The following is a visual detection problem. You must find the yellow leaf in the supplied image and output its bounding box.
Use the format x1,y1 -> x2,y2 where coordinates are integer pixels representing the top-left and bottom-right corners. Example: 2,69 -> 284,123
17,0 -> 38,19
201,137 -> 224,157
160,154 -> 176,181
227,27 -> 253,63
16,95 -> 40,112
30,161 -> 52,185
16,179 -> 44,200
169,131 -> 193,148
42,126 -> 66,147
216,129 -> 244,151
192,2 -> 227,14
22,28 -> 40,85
# # # # # # #
# Given request
Copy these lines word for word, with nothing changed.

# The response
The following is a visual detection problem. You must find the yellow leaf in the supplied image and output its bounding box.
Use the format x1,y1 -> x2,y2 where coordinates are integer pixels representing the top-left and bottom-right corners. Example: 2,69 -> 284,123
17,0 -> 38,19
201,137 -> 224,157
160,154 -> 176,181
227,27 -> 253,63
16,95 -> 40,112
30,161 -> 52,185
16,179 -> 44,200
169,131 -> 193,148
42,126 -> 66,147
216,129 -> 244,151
192,2 -> 227,14
22,28 -> 40,85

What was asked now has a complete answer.